Identify the line in which "plain, placing one marker per instance" appears, then reproduce that line and all remaining lines of the records word for word.

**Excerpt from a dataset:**
================

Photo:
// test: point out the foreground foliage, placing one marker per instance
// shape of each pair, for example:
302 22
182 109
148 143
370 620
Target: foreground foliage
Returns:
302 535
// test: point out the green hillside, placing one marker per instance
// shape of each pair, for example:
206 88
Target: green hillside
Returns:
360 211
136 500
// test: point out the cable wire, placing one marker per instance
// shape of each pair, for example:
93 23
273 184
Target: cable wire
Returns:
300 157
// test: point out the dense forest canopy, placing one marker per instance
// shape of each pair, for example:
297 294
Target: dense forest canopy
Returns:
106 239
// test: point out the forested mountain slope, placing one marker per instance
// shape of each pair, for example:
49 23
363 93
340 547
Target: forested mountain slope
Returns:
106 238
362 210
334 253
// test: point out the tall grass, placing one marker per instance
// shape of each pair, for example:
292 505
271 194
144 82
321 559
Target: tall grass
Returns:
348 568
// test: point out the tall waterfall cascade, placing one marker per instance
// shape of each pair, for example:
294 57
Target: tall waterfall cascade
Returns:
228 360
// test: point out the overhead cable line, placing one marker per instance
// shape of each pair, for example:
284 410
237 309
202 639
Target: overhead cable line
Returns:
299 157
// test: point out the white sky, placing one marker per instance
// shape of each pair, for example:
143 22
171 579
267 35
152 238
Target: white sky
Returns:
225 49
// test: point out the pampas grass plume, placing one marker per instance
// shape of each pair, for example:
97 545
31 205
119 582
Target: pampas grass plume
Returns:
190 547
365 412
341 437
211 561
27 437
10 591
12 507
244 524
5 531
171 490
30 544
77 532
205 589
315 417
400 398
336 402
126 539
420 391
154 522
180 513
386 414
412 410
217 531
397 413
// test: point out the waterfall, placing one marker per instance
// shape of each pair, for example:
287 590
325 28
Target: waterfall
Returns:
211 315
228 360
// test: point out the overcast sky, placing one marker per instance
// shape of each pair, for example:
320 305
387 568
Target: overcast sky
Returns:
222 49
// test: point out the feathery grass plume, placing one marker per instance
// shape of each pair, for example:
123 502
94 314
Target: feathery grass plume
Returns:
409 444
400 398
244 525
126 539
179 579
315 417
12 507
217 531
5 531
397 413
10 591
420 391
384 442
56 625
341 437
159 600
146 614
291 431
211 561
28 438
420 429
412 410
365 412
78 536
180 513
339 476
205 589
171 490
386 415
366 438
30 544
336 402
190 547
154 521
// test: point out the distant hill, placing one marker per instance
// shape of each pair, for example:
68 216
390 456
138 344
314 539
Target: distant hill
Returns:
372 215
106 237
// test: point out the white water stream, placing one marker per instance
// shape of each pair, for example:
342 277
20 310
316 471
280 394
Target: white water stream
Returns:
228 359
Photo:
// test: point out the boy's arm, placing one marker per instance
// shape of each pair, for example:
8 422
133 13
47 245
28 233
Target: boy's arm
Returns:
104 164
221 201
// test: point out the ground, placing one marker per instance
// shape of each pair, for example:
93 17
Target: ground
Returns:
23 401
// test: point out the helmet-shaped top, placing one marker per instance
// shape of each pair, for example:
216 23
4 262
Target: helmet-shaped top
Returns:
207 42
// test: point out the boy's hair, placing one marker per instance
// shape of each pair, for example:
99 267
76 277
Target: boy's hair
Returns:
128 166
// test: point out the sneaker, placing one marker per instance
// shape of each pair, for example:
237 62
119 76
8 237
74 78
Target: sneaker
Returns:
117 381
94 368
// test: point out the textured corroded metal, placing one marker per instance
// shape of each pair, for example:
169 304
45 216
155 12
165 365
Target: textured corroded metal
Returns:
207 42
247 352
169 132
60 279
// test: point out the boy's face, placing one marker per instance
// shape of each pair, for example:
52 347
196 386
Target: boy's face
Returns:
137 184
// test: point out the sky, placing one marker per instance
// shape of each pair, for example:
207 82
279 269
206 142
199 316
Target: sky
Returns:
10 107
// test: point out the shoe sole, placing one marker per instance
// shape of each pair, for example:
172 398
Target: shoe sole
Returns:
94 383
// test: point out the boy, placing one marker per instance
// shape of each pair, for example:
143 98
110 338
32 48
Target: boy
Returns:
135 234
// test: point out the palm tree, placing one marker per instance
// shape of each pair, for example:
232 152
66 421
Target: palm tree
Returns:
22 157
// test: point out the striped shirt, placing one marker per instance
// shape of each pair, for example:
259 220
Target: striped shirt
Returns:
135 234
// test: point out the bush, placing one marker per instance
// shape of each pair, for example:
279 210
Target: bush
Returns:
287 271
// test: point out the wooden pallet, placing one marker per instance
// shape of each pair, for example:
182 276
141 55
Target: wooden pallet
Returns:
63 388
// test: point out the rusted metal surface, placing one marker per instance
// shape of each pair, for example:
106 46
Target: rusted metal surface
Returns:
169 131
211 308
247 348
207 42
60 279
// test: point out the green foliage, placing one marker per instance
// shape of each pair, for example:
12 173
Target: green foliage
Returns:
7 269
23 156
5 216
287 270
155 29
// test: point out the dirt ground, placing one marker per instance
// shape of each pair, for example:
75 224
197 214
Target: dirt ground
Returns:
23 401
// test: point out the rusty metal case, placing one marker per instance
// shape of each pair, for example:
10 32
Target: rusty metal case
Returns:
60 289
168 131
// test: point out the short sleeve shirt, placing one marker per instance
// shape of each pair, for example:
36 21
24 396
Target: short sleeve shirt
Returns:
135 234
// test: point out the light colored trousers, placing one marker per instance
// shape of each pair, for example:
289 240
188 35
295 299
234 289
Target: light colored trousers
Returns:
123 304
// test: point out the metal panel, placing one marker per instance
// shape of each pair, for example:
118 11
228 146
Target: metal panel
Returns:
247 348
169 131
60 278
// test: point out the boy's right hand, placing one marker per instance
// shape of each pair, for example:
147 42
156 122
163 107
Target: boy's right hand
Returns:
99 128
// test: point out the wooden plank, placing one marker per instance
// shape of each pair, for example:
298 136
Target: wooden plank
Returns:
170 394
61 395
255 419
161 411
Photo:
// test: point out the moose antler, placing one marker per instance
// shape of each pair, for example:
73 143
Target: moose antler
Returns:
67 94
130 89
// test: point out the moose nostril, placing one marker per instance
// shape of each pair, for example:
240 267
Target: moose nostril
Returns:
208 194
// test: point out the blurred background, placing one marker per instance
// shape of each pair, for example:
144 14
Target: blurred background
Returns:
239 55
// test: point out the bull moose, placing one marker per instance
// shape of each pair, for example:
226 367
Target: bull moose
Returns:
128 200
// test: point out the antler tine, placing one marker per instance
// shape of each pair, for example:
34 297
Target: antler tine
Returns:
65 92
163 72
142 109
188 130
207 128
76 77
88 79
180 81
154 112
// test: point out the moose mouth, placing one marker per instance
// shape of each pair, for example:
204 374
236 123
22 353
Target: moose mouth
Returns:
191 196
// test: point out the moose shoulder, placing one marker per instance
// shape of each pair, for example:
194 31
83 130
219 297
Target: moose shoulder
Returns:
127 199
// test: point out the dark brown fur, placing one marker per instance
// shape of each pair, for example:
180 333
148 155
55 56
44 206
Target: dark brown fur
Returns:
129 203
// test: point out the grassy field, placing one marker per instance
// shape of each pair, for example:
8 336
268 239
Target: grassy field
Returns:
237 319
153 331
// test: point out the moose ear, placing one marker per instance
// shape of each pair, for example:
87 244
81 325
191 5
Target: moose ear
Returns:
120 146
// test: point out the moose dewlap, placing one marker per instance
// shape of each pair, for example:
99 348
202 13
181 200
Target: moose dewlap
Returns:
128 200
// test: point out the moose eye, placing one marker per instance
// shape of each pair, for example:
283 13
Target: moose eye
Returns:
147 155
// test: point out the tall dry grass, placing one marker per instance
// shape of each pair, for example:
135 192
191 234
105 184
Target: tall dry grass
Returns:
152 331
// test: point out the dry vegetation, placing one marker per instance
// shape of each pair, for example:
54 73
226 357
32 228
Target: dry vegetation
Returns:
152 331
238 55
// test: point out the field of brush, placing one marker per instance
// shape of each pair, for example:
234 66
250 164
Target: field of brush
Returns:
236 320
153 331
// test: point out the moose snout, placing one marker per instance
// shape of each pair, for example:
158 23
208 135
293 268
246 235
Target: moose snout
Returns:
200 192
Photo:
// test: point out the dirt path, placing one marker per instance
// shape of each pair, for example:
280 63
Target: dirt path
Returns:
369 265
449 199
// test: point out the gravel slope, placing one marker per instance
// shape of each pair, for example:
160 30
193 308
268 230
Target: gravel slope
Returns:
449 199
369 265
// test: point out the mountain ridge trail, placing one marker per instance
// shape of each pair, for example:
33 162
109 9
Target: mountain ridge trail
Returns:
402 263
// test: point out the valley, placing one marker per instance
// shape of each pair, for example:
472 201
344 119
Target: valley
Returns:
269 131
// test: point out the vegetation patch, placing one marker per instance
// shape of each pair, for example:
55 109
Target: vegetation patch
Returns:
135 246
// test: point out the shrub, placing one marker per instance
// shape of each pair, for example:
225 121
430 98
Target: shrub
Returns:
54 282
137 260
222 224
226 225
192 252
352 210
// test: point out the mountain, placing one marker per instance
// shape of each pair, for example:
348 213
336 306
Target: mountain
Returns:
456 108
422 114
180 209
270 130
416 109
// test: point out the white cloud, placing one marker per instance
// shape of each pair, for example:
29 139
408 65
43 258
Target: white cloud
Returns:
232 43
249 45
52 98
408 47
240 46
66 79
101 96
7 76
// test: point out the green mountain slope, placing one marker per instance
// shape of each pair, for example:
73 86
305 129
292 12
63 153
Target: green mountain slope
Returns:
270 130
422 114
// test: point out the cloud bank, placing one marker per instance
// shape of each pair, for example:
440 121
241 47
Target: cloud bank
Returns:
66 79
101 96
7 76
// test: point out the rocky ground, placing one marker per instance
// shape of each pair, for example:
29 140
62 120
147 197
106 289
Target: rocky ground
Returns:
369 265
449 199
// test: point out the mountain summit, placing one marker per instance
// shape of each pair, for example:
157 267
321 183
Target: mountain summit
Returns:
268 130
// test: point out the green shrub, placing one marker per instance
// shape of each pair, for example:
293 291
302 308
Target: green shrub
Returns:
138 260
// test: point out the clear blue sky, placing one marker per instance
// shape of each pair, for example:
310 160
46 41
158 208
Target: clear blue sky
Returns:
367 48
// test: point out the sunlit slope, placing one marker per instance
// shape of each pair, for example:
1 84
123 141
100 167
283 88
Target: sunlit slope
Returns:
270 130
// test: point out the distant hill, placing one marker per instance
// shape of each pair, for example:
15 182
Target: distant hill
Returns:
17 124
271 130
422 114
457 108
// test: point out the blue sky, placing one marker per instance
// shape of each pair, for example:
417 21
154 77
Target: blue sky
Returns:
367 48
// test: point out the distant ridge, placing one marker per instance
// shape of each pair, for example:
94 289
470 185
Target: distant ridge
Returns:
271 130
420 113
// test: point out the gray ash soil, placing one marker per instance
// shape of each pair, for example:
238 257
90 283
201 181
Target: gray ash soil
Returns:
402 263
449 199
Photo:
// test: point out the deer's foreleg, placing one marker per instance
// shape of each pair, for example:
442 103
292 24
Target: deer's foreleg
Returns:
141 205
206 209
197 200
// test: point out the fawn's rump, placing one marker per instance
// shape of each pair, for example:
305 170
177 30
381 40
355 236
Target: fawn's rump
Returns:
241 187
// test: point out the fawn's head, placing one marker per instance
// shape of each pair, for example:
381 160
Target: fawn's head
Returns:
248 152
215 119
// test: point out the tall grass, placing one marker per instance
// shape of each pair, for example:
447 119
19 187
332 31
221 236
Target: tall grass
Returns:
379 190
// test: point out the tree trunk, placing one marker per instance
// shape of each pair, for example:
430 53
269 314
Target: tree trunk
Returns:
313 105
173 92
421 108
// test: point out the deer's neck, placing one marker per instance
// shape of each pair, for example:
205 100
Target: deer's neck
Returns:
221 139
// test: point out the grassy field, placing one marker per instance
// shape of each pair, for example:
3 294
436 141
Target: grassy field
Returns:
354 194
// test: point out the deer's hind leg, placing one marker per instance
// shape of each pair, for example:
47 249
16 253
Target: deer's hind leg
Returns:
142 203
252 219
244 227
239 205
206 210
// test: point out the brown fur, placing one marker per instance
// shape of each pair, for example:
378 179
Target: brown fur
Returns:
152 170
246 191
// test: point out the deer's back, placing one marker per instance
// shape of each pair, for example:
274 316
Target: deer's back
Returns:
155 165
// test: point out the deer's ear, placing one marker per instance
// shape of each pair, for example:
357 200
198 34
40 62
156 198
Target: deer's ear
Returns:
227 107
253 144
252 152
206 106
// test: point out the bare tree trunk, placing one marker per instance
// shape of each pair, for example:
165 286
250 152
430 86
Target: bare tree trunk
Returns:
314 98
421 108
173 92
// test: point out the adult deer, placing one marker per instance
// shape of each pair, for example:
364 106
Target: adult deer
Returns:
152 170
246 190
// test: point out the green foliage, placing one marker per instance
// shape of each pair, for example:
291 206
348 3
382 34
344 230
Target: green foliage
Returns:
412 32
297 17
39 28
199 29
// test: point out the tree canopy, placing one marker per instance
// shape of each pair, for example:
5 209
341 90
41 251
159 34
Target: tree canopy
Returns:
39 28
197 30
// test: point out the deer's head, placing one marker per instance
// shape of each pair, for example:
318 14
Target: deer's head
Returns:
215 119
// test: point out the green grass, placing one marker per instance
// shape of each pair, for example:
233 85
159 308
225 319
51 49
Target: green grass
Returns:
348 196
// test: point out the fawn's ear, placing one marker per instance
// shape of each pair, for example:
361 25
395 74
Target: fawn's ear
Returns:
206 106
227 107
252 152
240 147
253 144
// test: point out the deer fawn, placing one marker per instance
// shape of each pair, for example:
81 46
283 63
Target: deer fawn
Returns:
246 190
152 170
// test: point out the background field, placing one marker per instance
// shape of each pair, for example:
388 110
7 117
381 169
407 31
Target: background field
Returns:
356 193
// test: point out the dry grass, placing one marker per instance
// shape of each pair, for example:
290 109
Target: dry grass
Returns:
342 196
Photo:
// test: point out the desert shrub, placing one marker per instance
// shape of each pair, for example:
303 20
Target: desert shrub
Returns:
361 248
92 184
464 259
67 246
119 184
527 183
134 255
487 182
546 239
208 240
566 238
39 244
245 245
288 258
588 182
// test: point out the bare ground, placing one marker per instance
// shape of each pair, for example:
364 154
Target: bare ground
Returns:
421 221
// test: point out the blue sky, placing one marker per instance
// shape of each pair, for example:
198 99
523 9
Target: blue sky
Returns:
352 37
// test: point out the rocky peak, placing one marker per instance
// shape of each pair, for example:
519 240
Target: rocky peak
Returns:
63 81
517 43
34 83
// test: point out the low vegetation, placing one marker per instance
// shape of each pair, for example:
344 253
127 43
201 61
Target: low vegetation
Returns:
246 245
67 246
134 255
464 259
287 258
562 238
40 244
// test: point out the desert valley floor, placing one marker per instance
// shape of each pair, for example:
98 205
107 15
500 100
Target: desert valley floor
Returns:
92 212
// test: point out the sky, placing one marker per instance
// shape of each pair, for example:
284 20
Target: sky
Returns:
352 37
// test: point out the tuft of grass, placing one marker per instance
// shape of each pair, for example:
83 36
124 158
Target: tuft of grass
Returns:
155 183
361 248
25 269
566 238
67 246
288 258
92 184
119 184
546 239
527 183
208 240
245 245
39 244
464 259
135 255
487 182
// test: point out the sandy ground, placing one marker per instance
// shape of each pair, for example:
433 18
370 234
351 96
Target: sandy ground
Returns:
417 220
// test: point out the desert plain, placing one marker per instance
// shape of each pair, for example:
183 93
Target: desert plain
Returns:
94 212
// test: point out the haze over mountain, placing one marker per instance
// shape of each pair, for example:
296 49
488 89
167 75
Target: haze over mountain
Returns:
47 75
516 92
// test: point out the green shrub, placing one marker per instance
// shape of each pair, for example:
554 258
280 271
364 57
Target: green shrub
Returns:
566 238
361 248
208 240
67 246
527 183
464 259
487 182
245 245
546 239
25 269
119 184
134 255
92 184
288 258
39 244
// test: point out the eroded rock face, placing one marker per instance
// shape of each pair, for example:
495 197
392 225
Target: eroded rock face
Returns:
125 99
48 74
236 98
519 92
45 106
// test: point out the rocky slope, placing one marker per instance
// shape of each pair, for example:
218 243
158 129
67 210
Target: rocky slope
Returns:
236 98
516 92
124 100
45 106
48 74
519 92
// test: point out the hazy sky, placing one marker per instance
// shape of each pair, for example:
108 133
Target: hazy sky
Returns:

================

**Output:**
// test: point out the desert plain, placing one marker per instance
// shape of each pair, for example:
183 93
Target: desert plain
Returns:
94 212
// test: point out the haze over mountain, placing one marker per instance
// shape of each pair, for example:
296 49
488 89
167 75
Target: haze over mountain
Returns:
47 75
516 92
// test: point out the green shrub, placing one marker per instance
// shape of each pair, for example:
554 258
280 271
364 57
Target: green shrub
Returns:
566 238
361 248
208 240
67 246
527 183
464 259
487 182
245 245
546 239
25 269
119 184
134 255
92 184
288 258
39 244
// test: point out the eroded rock face, placing one marker per instance
// shape of each pair, for example:
495 197
392 225
Target: eroded rock face
Returns:
125 99
48 74
236 98
519 92
45 106
// test: point out the rocky slope, placing one marker per instance
// shape of each pair, for example:
218 243
158 129
67 210
Target: rocky slope
Returns:
236 98
516 92
124 100
45 106
48 74
519 92
// test: point out the hazy sky, placing one marker per instance
// shape of each pair, for example:
108 133
Target: hazy sky
Returns:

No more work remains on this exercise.